Cuando íbamos de subida, conocí la palmera Manacla, apretujadas unas contra otras en el precipicio, sin dejar ver el fondo.



Ví desde lejos la Presa de Rincón, toda esa agua, toda esa fuerza contenida.



Vi esas florecillas silvestres, cuyo temblor siento aún en la imagen.



Bajé al valle de Tireo, tierra de dos hombres a los que amo y que comparten el apellido materno: Suriel.



Vi muchas cosas y pensé otras tantas.



Pensé en guerrilla, en guerrilleros, en polvos Mexana, en fresas, en ajo, en repollo... en carreteras sinuosas, en cielo nublado y sol atrevido.



Pero a las 5 y media, las nubes bajaban a sentarse en las lomas y tuvimos que salir corriendo, rogando al cielo un poco de lluvia, para que las nubes lloraran y despejaran el camino.



Llovió si, pero no lo suficiente y bajamos con el corazón en la mano, con los ojos llenos de nubes y siguiendo apenas el rastro de la línea blanca en medio del camino.



De todos modos, constanza vive en mi retina y cuando la pienso, cierro los ojos y me rodean nubes.
========================================================================
Tarea requerida a>
Transcribe completo el fragmento sobre Constanza, sin cambiar nada.
Las filas no guardan ninguna relación con el fragmento.

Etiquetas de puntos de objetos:
========================================================================
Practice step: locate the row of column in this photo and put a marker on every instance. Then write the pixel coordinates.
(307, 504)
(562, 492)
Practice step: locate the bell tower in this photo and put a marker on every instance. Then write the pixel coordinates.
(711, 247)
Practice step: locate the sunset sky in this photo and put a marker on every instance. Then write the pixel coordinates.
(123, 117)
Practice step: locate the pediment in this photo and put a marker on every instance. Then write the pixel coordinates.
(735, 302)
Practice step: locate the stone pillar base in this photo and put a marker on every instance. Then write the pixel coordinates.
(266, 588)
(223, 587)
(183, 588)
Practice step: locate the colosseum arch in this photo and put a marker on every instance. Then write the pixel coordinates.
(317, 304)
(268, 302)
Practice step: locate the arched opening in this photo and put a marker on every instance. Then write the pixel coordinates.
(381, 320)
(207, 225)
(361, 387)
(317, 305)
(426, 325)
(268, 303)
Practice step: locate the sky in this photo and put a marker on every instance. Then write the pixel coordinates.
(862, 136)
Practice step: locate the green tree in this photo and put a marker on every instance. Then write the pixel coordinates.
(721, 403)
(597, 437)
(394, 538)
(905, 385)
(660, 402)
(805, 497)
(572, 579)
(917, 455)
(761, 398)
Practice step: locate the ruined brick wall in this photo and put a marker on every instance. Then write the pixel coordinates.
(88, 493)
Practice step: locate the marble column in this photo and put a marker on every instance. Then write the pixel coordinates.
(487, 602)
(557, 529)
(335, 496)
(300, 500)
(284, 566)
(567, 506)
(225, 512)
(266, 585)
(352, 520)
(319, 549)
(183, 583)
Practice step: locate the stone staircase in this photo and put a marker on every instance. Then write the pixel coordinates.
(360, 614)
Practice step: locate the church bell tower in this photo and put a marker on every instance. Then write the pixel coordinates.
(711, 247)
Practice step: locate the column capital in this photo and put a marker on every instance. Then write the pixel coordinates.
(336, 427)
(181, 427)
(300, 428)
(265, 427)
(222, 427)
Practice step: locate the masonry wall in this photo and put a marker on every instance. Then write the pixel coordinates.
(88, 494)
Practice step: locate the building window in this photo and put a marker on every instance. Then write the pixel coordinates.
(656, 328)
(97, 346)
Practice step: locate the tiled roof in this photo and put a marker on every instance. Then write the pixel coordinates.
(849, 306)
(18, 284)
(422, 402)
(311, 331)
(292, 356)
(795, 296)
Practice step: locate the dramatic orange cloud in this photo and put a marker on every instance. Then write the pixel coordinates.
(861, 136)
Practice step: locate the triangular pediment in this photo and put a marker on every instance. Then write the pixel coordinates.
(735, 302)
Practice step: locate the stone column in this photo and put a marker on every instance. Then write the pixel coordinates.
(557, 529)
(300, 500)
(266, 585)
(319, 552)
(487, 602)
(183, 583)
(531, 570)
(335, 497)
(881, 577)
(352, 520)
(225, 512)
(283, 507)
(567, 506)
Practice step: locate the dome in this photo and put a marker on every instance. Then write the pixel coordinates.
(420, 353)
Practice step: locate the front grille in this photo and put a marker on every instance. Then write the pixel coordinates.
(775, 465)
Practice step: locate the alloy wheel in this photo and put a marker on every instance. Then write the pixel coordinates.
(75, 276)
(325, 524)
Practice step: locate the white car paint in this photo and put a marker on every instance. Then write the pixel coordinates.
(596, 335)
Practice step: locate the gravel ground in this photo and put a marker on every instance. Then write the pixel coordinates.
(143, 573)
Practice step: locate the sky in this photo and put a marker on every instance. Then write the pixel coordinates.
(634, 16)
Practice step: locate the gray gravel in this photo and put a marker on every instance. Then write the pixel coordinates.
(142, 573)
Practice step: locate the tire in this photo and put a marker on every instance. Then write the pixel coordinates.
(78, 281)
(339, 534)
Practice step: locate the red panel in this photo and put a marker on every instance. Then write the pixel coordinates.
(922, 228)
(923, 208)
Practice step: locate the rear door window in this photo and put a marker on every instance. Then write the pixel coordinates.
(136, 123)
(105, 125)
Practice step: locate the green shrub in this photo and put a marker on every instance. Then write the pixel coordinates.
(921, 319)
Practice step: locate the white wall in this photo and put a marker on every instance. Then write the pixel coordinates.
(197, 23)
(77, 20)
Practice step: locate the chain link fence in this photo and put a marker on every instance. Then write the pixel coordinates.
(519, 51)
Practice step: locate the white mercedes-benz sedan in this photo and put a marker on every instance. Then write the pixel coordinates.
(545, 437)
========================================================================
Tarea requerida b>
Indica cuántas líneas de las filas contienen la cadena "stone", distinguiendo entre mayúsculas y minúsculas. Responde solo con el número.

Respuesta del ejercicio a>
Cuando íbamos de subida, conocí la palmera Manacla, apretujadas unas contra otras en el precipicio, sin dejar ver el fondo.



Ví desde lejos la Presa de Rincón, toda esa agua, toda esa fuerza contenida.



Vi esas florecillas silvestres, cuyo temblor siento aún en la imagen.



Bajé al valle de Tireo, tierra de dos hombres a los que amo y que comparten el apellido materno: Suriel.



Vi muchas cosas y pensé otras tantas.



Pensé en guerrilla, en guerrilleros, en polvos Mexana, en fresas, en ajo, en repollo... en carreteras sinuosas, en cielo nublado y sol atrevido.



Pero a las 5 y media, las nubes bajaban a sentarse en las lomas y tuvimos que salir corriendo, rogando al cielo un poco de lluvia, para que las nubes lloraran y despejaran el camino.



Llovió si, pero no lo suficiente y bajamos con el corazón en la mano, con los ojos llenos de nubes y siguiendo apenas el rastro de la línea blanca en medio del camino.



De todos modos, constanza vive en mi retina y cuando la pienso, cierro los ojos y me rodean nubes.

Respuesta del ejercicio b>
3